[The problem] Search the material for the word "every" and copy each line that holds it.

-------

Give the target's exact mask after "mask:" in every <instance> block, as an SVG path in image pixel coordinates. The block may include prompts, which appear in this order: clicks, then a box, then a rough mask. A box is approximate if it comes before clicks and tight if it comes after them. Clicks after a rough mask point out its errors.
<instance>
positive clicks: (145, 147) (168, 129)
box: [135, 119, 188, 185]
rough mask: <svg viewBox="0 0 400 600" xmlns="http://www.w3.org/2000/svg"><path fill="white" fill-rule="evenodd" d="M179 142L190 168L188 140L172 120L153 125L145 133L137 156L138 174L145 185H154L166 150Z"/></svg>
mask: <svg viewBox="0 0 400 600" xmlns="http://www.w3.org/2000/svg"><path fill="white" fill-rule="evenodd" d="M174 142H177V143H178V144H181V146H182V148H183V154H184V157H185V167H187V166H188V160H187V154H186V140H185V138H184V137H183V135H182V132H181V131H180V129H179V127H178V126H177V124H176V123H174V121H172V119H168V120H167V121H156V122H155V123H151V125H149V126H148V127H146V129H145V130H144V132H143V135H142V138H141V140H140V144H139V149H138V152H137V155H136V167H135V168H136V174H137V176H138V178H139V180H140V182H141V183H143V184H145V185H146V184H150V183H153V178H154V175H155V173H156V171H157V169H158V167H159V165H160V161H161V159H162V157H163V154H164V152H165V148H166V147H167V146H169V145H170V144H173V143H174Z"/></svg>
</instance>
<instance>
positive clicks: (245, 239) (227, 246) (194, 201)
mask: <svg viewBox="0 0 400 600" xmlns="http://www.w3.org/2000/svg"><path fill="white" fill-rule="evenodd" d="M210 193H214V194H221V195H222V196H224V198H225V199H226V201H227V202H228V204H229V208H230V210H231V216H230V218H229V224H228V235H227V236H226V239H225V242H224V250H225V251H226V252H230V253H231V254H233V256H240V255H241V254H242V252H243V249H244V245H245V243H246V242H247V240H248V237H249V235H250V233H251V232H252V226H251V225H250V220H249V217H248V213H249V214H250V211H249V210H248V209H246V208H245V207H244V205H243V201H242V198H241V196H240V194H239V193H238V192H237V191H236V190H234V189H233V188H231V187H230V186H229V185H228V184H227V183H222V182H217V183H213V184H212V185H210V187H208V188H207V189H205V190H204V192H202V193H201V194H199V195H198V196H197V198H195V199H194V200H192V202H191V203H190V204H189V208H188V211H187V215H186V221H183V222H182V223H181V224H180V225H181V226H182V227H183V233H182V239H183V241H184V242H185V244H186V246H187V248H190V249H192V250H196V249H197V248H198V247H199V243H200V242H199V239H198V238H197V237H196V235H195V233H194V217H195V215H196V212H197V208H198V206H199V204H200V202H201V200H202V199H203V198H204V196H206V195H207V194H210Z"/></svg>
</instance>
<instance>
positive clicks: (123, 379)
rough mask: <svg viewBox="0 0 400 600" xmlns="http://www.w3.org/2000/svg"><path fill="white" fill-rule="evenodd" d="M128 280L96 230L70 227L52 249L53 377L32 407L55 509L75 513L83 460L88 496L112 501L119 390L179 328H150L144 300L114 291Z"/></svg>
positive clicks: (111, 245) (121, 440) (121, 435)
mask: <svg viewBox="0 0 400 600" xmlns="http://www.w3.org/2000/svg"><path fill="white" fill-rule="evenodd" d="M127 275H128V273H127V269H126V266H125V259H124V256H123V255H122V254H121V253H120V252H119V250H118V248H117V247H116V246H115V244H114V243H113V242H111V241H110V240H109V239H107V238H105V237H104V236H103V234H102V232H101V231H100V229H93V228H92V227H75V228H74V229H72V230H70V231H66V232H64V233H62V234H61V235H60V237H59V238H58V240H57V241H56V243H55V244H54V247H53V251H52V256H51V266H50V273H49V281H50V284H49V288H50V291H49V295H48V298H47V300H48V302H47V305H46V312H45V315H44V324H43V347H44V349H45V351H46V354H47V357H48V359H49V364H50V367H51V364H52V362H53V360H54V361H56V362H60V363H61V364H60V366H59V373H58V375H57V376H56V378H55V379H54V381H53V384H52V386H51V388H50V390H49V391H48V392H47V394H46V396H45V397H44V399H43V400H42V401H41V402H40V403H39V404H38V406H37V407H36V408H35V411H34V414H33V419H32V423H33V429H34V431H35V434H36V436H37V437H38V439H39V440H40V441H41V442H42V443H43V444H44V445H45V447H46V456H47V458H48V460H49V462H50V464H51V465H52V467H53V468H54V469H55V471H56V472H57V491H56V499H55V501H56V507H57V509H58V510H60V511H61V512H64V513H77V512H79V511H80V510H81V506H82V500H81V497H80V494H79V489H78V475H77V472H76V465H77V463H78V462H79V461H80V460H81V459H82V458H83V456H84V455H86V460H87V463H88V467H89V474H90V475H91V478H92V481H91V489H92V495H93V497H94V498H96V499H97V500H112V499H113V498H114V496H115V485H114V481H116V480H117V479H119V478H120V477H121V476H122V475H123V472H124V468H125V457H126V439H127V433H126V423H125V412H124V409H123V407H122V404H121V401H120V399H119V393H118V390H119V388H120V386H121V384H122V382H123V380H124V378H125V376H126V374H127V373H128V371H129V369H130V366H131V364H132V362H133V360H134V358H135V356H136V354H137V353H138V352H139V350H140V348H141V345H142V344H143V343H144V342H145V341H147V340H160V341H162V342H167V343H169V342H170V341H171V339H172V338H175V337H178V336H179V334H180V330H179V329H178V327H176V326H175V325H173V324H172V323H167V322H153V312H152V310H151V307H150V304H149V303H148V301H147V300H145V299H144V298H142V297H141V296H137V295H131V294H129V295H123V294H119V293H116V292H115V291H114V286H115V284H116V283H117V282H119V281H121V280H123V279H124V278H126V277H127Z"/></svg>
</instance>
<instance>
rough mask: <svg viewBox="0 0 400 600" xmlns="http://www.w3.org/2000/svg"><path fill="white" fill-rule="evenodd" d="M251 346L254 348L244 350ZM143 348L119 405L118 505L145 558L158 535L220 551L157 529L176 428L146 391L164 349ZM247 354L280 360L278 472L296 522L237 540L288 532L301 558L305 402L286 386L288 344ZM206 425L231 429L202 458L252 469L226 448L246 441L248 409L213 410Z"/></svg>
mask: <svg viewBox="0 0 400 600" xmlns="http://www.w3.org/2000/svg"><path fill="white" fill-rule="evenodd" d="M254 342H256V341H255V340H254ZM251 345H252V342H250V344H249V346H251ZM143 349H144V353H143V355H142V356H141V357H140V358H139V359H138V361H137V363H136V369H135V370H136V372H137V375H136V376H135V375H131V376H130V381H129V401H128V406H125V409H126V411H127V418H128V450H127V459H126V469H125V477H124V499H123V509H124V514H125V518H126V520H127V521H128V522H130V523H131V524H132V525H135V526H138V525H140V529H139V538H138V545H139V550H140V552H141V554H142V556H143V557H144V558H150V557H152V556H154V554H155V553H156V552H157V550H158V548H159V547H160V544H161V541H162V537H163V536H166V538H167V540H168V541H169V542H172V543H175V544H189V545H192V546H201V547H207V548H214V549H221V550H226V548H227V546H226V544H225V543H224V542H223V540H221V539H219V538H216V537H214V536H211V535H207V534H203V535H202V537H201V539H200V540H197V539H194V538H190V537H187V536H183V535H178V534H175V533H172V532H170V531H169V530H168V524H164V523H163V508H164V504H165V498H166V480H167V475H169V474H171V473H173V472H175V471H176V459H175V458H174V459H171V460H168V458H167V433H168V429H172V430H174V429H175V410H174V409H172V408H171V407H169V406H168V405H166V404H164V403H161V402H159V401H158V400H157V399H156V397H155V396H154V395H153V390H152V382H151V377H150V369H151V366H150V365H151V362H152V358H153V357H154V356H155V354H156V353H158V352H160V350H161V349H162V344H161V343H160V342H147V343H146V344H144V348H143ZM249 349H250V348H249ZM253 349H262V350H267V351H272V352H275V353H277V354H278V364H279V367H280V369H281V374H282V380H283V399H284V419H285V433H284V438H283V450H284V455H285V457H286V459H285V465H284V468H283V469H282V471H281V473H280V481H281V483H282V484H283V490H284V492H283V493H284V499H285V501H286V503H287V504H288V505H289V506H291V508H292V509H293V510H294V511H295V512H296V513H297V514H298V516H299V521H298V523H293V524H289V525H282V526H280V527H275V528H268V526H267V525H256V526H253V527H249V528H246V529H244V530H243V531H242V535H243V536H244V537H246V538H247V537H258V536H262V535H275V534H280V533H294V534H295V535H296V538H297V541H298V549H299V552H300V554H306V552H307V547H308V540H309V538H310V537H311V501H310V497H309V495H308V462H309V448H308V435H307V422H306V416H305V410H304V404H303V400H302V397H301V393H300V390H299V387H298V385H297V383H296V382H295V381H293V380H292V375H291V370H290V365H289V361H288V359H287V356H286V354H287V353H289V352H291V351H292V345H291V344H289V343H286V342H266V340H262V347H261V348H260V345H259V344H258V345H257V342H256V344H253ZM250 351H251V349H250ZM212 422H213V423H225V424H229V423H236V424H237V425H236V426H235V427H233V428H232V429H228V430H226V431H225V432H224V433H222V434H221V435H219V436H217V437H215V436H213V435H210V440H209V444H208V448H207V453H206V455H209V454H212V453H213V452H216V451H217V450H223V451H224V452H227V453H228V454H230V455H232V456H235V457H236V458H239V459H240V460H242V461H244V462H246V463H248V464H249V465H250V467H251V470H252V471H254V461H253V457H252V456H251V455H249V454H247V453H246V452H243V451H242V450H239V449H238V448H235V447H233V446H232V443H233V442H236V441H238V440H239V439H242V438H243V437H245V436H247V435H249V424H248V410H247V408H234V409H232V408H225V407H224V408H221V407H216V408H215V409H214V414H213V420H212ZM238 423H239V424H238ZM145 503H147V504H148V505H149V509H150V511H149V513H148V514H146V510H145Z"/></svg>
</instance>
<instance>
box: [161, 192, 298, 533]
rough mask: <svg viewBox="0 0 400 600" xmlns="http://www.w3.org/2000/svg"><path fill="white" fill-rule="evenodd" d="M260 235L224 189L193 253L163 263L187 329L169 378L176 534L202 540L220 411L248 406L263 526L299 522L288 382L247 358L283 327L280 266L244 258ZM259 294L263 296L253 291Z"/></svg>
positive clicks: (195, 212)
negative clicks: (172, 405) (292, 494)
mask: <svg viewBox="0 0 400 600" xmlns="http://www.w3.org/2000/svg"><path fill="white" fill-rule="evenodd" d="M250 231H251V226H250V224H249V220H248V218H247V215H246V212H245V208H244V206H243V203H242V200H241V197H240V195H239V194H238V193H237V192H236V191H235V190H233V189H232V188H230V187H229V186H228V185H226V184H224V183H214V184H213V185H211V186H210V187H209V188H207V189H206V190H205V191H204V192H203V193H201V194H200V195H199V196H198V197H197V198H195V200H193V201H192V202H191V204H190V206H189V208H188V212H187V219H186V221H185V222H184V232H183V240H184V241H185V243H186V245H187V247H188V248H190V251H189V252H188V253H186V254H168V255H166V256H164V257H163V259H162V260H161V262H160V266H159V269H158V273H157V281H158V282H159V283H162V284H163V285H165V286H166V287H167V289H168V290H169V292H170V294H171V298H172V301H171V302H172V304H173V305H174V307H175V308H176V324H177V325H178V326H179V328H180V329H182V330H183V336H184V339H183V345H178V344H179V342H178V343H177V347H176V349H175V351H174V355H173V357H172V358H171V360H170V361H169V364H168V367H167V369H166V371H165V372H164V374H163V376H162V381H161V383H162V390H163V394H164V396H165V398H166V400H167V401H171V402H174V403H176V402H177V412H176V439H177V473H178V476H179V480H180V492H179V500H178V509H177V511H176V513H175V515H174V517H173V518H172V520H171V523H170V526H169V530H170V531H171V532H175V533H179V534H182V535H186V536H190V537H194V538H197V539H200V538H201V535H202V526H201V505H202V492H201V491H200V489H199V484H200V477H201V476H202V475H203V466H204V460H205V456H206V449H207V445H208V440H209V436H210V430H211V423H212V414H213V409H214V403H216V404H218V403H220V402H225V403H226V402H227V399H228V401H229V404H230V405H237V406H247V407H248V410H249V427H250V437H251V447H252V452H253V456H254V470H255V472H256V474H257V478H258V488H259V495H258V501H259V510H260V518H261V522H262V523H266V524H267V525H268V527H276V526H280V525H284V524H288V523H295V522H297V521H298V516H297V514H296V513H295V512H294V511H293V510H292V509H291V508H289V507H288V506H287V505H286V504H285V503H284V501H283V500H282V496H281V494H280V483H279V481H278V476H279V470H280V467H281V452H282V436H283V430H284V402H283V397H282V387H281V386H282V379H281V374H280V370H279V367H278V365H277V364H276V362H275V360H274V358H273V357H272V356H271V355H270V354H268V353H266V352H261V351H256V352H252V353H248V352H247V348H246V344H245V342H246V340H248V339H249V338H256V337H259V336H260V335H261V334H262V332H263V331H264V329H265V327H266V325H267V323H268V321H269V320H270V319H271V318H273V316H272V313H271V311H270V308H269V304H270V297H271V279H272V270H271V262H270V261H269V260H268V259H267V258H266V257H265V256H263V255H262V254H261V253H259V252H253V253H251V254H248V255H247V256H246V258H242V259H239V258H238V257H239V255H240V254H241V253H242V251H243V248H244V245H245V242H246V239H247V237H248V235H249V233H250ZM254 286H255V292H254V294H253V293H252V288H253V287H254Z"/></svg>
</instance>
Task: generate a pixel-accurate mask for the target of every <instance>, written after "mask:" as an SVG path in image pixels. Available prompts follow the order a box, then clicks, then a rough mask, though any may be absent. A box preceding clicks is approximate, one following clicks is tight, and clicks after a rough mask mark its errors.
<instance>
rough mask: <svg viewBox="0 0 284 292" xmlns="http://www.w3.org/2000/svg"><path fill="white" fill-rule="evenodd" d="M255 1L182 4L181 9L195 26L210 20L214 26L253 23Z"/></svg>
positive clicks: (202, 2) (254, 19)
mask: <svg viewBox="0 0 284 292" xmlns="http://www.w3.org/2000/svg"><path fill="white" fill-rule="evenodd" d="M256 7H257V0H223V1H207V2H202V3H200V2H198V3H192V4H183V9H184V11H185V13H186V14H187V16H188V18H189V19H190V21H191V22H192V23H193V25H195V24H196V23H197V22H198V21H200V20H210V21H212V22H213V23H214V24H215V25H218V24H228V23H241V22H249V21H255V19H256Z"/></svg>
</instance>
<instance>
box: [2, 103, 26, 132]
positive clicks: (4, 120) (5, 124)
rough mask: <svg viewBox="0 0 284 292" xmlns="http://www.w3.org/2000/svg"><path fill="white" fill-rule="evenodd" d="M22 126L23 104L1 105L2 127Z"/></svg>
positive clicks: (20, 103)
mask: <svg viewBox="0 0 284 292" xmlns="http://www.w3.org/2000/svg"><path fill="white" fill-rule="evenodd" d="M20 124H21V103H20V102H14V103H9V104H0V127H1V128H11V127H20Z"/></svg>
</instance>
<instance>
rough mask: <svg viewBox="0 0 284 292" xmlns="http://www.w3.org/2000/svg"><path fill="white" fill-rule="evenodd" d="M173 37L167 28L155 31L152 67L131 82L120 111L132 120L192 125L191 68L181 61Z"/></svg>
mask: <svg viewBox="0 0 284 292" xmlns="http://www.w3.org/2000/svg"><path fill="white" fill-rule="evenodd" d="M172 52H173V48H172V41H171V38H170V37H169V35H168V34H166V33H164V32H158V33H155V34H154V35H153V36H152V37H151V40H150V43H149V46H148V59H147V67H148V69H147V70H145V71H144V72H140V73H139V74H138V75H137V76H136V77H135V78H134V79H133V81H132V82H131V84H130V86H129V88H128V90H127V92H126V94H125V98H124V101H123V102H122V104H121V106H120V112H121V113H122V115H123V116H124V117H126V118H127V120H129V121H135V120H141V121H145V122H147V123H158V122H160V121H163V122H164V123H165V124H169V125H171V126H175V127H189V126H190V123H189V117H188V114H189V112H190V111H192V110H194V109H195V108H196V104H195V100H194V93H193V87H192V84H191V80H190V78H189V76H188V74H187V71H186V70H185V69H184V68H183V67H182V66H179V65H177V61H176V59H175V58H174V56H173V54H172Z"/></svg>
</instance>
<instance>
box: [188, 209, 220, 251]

-------

[Written solution]
Give the target's exact mask after "mask:" in every <instance> block, as an SVG path in image pixel coordinates. The block may include prompts, which appear in this order: clicks, then a box, then a rough mask. A box is approximate if it comes before clicks and tight if it comes after them. Clicks after a rough mask point out its errors.
Task: generate a pixel-accurate mask for the target of every <instance>, written after "mask:" as an SVG path in image pixels. Available prompts follow the order a box, then clicks, then a rough mask, though any may be absent. A box preceding clicks is approximate, one following clicks is tight, and clicks after a rough mask mark its errors.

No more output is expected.